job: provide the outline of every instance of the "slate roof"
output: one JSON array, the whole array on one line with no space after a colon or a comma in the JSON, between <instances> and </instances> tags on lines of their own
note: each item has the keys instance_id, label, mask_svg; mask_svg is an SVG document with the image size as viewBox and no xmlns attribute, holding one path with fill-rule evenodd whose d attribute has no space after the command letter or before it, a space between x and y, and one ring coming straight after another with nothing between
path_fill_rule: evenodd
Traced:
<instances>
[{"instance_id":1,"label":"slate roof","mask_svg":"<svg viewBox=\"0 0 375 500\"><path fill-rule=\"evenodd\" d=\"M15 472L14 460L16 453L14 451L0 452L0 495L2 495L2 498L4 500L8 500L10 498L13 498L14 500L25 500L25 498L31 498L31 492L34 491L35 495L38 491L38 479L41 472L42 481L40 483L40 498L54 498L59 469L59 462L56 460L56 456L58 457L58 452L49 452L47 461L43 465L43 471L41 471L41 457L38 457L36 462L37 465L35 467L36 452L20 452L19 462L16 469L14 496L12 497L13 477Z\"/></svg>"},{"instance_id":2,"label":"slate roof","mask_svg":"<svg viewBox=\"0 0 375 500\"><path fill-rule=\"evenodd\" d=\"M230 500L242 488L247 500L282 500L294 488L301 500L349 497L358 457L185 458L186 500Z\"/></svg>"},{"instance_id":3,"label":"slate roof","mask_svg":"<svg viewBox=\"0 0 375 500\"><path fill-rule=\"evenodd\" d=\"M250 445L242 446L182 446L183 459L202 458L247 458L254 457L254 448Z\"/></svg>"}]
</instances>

++++++++++++++++++++

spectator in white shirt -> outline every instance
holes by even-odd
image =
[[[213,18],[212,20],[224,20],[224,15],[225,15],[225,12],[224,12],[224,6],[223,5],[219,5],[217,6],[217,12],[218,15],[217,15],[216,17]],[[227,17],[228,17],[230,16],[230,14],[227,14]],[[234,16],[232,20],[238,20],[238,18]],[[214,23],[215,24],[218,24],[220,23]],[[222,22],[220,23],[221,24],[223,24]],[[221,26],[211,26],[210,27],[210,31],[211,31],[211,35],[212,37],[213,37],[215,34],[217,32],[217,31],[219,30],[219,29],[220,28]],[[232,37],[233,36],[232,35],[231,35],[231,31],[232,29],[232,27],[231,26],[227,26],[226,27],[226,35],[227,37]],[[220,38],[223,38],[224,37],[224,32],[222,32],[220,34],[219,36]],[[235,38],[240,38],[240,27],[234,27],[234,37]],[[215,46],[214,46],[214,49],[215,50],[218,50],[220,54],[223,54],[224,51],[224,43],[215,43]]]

++++++++++++++++++++

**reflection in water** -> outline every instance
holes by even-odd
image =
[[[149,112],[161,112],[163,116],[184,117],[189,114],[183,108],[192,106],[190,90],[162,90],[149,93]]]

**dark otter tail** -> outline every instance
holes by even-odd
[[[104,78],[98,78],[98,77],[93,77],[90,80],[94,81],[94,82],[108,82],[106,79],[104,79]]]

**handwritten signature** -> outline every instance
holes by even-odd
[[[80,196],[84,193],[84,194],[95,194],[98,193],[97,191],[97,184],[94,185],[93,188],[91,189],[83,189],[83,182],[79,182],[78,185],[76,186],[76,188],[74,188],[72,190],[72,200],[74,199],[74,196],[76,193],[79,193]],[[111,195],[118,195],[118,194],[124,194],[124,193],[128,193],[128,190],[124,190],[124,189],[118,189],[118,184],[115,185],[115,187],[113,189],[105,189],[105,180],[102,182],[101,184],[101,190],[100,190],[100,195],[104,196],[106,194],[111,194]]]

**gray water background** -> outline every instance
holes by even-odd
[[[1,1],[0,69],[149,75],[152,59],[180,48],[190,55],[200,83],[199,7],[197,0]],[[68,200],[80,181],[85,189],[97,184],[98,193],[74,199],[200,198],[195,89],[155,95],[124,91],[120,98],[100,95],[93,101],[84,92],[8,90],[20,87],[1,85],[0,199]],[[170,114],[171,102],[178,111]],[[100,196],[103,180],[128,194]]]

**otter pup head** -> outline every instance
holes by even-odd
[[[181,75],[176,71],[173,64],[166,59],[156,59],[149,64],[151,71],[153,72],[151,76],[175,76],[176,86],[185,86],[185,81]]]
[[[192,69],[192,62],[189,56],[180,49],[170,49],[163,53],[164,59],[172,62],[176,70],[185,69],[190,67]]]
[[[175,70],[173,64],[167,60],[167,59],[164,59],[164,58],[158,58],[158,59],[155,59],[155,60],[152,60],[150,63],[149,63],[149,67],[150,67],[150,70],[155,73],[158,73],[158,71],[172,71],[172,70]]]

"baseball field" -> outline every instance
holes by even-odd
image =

++++++++++++++++++++

→ **EXERCISE DIRECTIONS**: Count the lines in the records above that contain the word "after" and give only that number.

→ **THE ANSWER**: 2